Text-to-region grounding data

────────────────────────────────────────

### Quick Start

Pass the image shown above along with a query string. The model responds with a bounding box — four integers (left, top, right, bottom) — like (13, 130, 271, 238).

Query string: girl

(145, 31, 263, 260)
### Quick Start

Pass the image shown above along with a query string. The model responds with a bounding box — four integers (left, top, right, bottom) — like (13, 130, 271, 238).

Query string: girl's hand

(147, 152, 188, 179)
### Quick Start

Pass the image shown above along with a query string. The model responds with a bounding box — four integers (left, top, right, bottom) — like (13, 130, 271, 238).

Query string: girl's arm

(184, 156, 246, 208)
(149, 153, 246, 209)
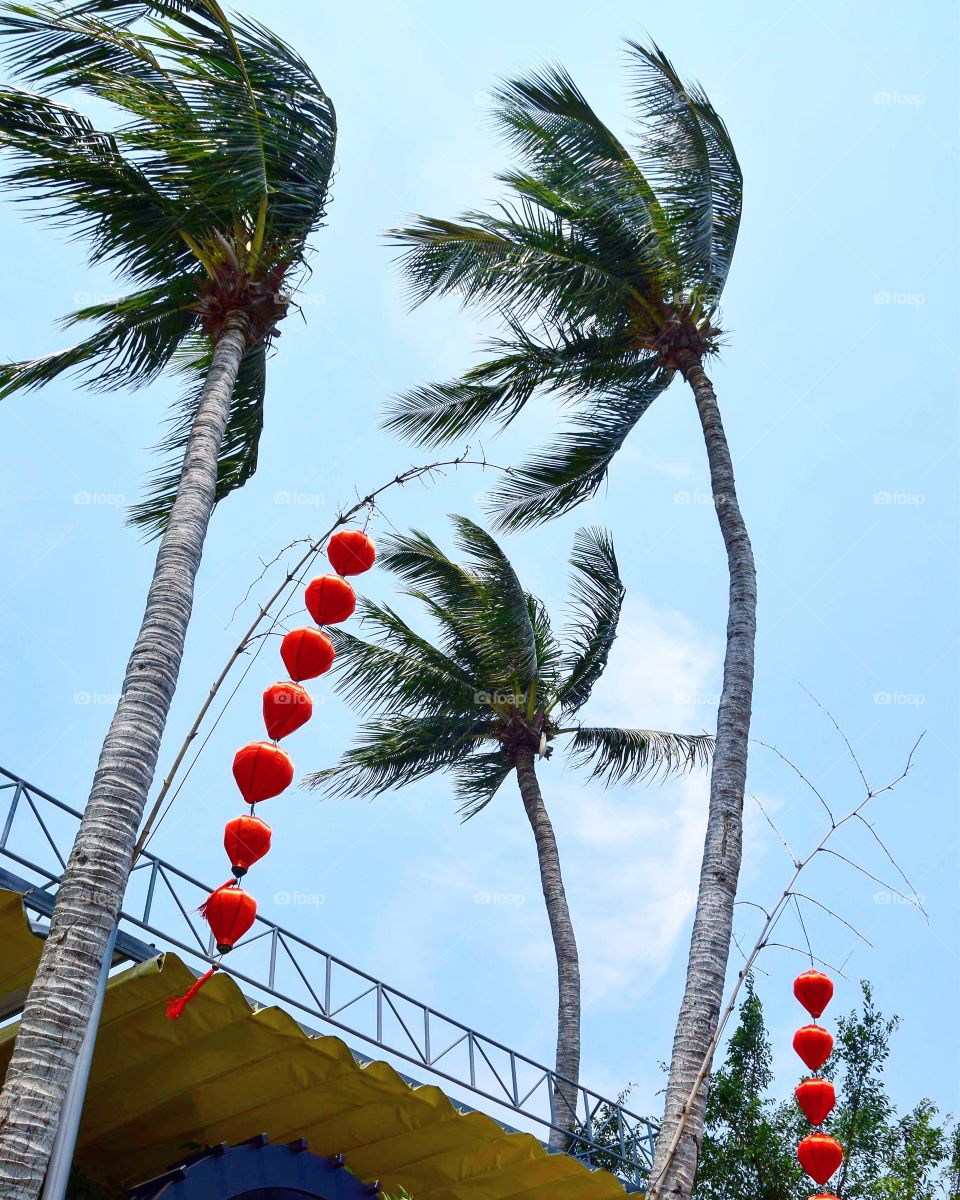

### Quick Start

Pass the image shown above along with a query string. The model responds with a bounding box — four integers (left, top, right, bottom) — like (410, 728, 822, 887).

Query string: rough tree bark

(0, 311, 251, 1199)
(514, 745, 581, 1151)
(649, 355, 757, 1199)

────────────────────────────────────────

== Task to carry out ==
Copy the preceding data in full and word for word, dropping its pictures.

== Written response ==
### Quick Start

Pass the image shown above along with a query string. The model responds with a bounding box — four integers (left, top, right, bottom) — like (13, 130, 271, 238).

Query string: girl

(145, 31, 263, 260)
### Quick Start

Pass the image shown above along with a query string. The model responds with a bounding box — four integers (left, top, right, bottom) — like (13, 130, 271, 238).

Query string: girl's hand

(147, 152, 188, 179)
### Quick Start

Pass the image shown above along with a query string. The model responds with a bounding box — four integers (left, top, right, bottom) — like (13, 130, 271, 238).

Query string: girl's arm

(184, 156, 246, 208)
(149, 153, 246, 209)

### Quick Start

Pass the image shown above along with a query string. The model responds with a bounding box — four integers (left, top, right, bottom) — like (410, 728, 822, 887).

Query string: rough tree bark

(0, 311, 251, 1199)
(514, 745, 581, 1151)
(649, 355, 757, 1199)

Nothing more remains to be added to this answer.